**What is needed**
If a record holds a picture, leave the picture out and copy everything else exactly.

**Data to use**
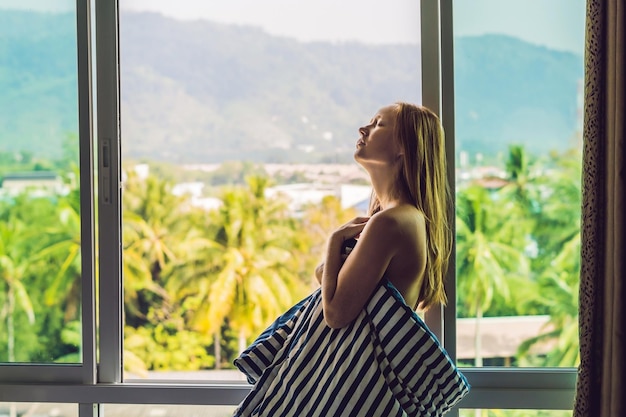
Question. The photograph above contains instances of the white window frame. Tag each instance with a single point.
(492, 388)
(84, 372)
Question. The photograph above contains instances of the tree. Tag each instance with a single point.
(14, 264)
(489, 252)
(159, 238)
(252, 281)
(558, 263)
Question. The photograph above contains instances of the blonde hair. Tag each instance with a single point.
(424, 177)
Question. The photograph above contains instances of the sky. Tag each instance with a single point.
(559, 25)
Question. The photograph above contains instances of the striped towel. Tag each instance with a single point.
(385, 363)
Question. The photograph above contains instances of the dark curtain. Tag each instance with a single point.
(600, 390)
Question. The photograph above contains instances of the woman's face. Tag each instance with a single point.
(376, 143)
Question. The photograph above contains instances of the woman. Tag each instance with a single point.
(407, 239)
(356, 347)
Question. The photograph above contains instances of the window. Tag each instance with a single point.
(298, 99)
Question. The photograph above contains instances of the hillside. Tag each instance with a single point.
(202, 92)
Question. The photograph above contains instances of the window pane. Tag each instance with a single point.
(518, 121)
(239, 123)
(39, 196)
(38, 409)
(162, 410)
(514, 413)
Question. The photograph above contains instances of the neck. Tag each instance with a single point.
(387, 190)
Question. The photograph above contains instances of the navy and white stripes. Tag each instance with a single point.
(385, 363)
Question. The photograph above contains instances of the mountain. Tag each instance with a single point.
(199, 91)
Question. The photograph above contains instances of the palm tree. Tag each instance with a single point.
(489, 252)
(556, 290)
(14, 265)
(251, 280)
(64, 243)
(558, 261)
(155, 231)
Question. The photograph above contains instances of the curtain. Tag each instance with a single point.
(600, 390)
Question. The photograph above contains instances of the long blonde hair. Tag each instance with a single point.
(424, 177)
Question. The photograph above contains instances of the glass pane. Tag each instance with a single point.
(239, 122)
(38, 410)
(161, 410)
(518, 121)
(514, 413)
(39, 196)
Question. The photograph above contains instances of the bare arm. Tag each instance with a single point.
(346, 287)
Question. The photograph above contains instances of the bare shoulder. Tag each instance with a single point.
(399, 220)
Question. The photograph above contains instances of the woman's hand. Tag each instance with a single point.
(349, 230)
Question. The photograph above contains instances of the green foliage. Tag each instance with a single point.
(199, 285)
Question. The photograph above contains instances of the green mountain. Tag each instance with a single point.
(199, 91)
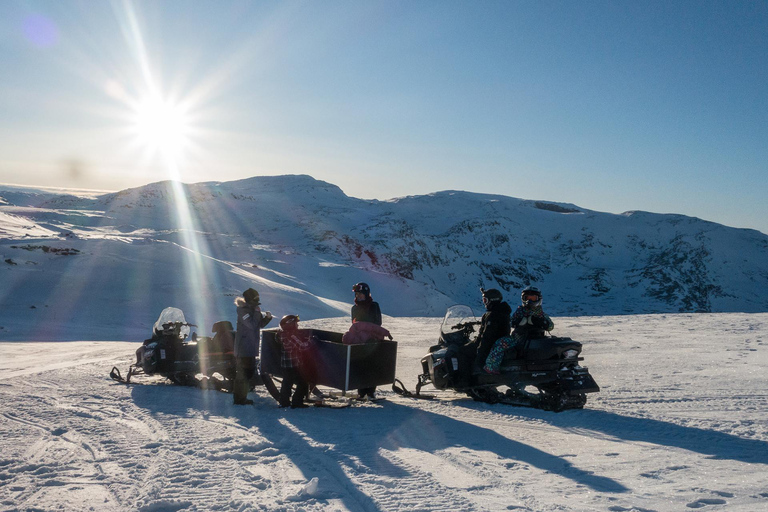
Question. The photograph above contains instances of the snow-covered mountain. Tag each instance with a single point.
(69, 258)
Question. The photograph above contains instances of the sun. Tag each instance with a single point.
(162, 126)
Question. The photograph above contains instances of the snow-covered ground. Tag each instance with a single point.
(679, 424)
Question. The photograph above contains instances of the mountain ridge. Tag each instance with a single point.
(305, 242)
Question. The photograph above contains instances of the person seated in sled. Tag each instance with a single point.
(529, 322)
(493, 325)
(294, 347)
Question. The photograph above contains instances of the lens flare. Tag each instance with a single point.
(162, 126)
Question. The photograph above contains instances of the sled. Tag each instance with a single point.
(330, 363)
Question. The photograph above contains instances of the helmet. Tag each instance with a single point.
(531, 296)
(362, 288)
(491, 296)
(289, 322)
(251, 296)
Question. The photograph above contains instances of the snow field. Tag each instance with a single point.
(679, 425)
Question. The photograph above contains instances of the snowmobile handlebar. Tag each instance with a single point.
(468, 326)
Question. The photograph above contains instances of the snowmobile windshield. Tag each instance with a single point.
(169, 316)
(458, 314)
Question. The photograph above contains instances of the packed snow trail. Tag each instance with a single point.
(679, 424)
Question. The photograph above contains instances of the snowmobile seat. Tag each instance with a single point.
(224, 339)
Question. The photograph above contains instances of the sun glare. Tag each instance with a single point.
(162, 126)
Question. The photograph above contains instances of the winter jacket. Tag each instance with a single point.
(530, 323)
(366, 311)
(362, 332)
(249, 324)
(294, 345)
(494, 325)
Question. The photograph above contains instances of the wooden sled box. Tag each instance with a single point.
(328, 362)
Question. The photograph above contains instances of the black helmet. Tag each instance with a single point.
(251, 296)
(531, 296)
(362, 288)
(289, 322)
(490, 296)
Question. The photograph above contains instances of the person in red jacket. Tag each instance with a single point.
(293, 352)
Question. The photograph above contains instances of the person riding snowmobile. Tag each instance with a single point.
(529, 322)
(365, 310)
(494, 324)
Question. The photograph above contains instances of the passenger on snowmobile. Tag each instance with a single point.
(250, 320)
(293, 353)
(365, 310)
(529, 322)
(494, 324)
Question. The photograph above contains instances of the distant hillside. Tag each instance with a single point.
(71, 262)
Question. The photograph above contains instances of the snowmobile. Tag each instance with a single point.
(543, 373)
(207, 362)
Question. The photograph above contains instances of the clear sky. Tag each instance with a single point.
(614, 106)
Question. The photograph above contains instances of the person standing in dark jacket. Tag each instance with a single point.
(250, 320)
(495, 324)
(365, 310)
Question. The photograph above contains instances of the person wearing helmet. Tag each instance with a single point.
(493, 325)
(293, 352)
(529, 321)
(365, 310)
(250, 320)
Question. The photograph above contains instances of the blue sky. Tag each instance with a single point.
(614, 106)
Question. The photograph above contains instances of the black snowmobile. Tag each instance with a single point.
(543, 373)
(207, 362)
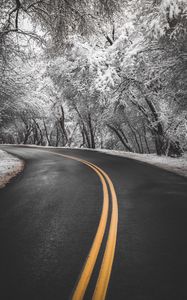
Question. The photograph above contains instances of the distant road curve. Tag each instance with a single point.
(86, 225)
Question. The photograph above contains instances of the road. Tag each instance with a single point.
(68, 231)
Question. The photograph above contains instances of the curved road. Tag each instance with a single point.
(68, 231)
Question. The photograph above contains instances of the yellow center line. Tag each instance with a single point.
(106, 266)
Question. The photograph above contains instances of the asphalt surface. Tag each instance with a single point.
(49, 215)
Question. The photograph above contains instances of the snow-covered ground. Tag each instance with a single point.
(10, 166)
(176, 165)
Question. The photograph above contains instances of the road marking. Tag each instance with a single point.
(106, 265)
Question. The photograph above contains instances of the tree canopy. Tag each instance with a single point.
(94, 74)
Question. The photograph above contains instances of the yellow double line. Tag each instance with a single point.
(108, 257)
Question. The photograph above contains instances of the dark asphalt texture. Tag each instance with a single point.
(50, 212)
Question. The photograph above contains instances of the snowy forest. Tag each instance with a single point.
(94, 74)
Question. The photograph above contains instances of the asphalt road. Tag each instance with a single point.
(50, 213)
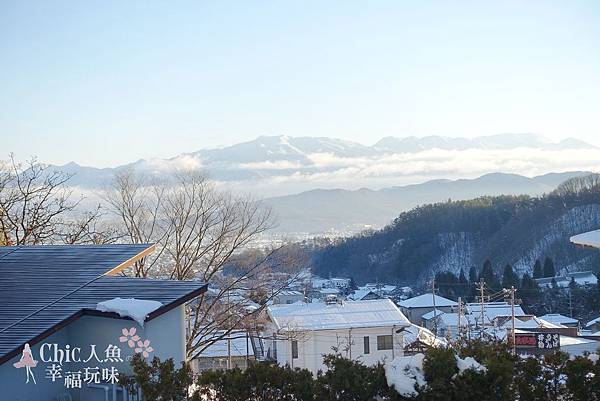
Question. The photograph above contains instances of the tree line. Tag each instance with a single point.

**Answer area**
Question. The photograph above contains instances of the white window frame. Tag each instance with a single point.
(492, 388)
(84, 372)
Question. The photograph above contains instances of the tree. Tag each instance with a single point.
(14, 264)
(489, 252)
(159, 238)
(252, 281)
(558, 263)
Question. The photograph above contains instances of the blonde hair. Tag each instance with a single point.
(424, 177)
Question. The photograph above contains instances of the sky. Tag each instance with a single point.
(559, 25)
Question. The photograph above contains instances of the striped towel. Tag each instance with a single point.
(385, 363)
Question. The photograph above contains instances of the dark curtain. Tag each instance with a single point.
(600, 390)
Question. The photograph above contains instances of the woman's face. Tag each instance with a single point.
(376, 143)
Question. The photograph above contains instances of the woman. Tag each instance with a single point.
(407, 239)
(356, 347)
Question. The photograph above contains instances of the window. Tag each instance with a single point.
(298, 99)
Question. The photograph above contains instances of the hillside. Tag each instance with a single point.
(202, 92)
Question. The photograph above contains instances of the window pane. Tag each instance with a single point.
(518, 121)
(239, 123)
(39, 196)
(38, 409)
(162, 410)
(514, 413)
Question. The photograph above contains instances of the neck. Tag each instance with a single point.
(387, 190)
Question. The photograph above contains instances of the navy and white stripes. Tag each instance with a single point.
(385, 363)
Question. The photograph above contains instances of the mountain. Tag each instance with a single point.
(199, 91)
Question. The photograph above contains instances of the palm tree. Tag each instance with a single point.
(489, 252)
(556, 290)
(14, 265)
(251, 280)
(64, 243)
(558, 261)
(155, 231)
Question. The photograph above contains instances of the curtain. Tag each instance with a single point.
(600, 390)
Question. The photograph above contains instances of the long blonde hair. Tag each instance with a single point.
(424, 177)
Question. The photograph above contains instances of the glass pane. Tag each instance with a single point.
(239, 122)
(38, 410)
(161, 410)
(518, 121)
(514, 413)
(39, 196)
Question. The photograph above contains instances of the bare arm. Tag each instance with a single point.
(346, 287)
Question. The photograph above contains instances of the bare shoulder. Tag each instance with a single point.
(399, 220)
Question. The photograph above contains instances of the woman's hand. Tag each instance with a single point.
(349, 230)
Question. The photograph above contains instances of the green foliage. Tag each instance with a single point.
(199, 285)
Question. The photograph above contains instances of the green mountain. Tag each instance with a single point.
(199, 91)
Question. The photograph above contains instances of the snow-covered mountain. Tag each instance with a single point.
(69, 258)
Question. The photograph above contains instances of the sun. Tag each instance with a single point.
(162, 126)
Question. The photograph above contains instances of the snow-covered ground. Tag each instance with a single point.
(679, 424)
Question. The photograph above contains instances of the mountain ridge. Tag each instance with a single point.
(305, 242)
Question. The photograph above contains instances of the person seated in sled. Tag each instance with a single point.
(529, 322)
(493, 325)
(294, 347)
Question. The photograph above contains instances of the lens flare. Tag each instance with a single point.
(162, 126)
Question. The photograph above contains instances of the sled. Tag each instance with a single point.
(330, 363)
Question. The photograph above contains instances of the helmet. Tag each instance with a single point.
(531, 296)
(362, 288)
(491, 296)
(289, 322)
(251, 296)
Question. The photograph above contains instances of the snow field. Tag each instance with a single point.
(679, 425)
Question. The photograph above contains instances of the snowmobile handlebar. Tag each instance with a single point.
(468, 326)
Question. The photograph above contains instances of the snowmobile windshield. Tag each instance with a single point.
(169, 316)
(458, 314)
Question. The photograph above contains instances of the packed snow trail. Tag each instance with a single point.
(679, 424)
Question. The photograph above contains instances of the snowmobile seat. Tag each instance with a single point.
(224, 339)
Question. The photograph above contains instances of the sun glare. Tag each instance with a single point.
(162, 126)
Question. The photograph above contains instances of the winter jacket. Tag each instance with a single point.
(530, 323)
(366, 311)
(362, 332)
(249, 324)
(294, 345)
(494, 325)
Question. The photograph above contains instances of the wooden sled box. Tag each instance with a single point.
(328, 362)
Question. The photograph above contains instances of the black helmet. Tag each instance with a single point.
(251, 296)
(531, 296)
(362, 288)
(289, 322)
(490, 296)
Question. The photograph above contains instances of the person in red jacket. Tag each instance with a single point.
(293, 352)
Question. The photograph above contains instances of the person riding snowmobile. Tag each instance with a single point.
(529, 322)
(365, 310)
(494, 324)
Question. The photograph above contains instances of the passenger on snowmobile. Tag each instance with a single point.
(250, 320)
(293, 353)
(365, 310)
(529, 322)
(494, 324)
Question. The photograph above contains instances of the distant hillside. Tag each instance with a single point.
(71, 262)
Question. The photograph above contains instances of the snowmobile. Tag each instance with a single point.
(543, 373)
(207, 362)
Question. The photograph above contains instances of the clear sky. Tag each instance with a single point.
(614, 106)
Question. The photograph above contains instances of the person standing in dark jacket. Tag each instance with a single point.
(250, 320)
(495, 324)
(365, 310)
Question. The photograph above contains instances of the person wearing helmet. Tag each instance with a single point.
(493, 325)
(293, 352)
(529, 321)
(365, 310)
(250, 320)
Question. The photograph above contains instances of the blue sky. Tag each instance with a single point.
(614, 106)
Question. The photograph above contains instances of the black snowmobile. Tag each instance with a single point.
(543, 373)
(207, 362)
Question. The photograph above contains instances of the distant road curve. Tag each instance with a single point.
(86, 225)
Question. The photograph above contains instances of the road. Tag each instance with a single point.
(68, 231)
Question. The photograph above contains instances of the curved road. Tag each instance with a single point.
(68, 231)
Question. The photograph above contains instances of the yellow center line. Tag each instance with a single point.
(106, 266)
Question. The photograph above contains instances of the asphalt surface. Tag each instance with a single point.
(49, 215)
Question. The photograph above contains instances of the snow-covered ground. Tag each instance with a single point.
(10, 166)
(176, 165)
Question. The photograph above contains instances of the road marking. Tag each instance with a single point.
(106, 265)
Question. The photograph above contains instances of the tree canopy. Tag each instance with a single point.
(94, 74)
Question. The photograph above contains instances of the yellow double line. Tag each instance with a single point.
(108, 257)
Question. The photograph above contains instances of the dark asphalt texture. Tag each instance with a single point.
(50, 212)
Question. The photograph above contains instances of the snowy forest. Tag each instance with a single point.
(94, 74)
Question. The photograph above contains instances of the asphalt road. Tag each instance with a single point.
(50, 213)
Question. The photograph above contains instances of the tree line. Tag each instance with a single point.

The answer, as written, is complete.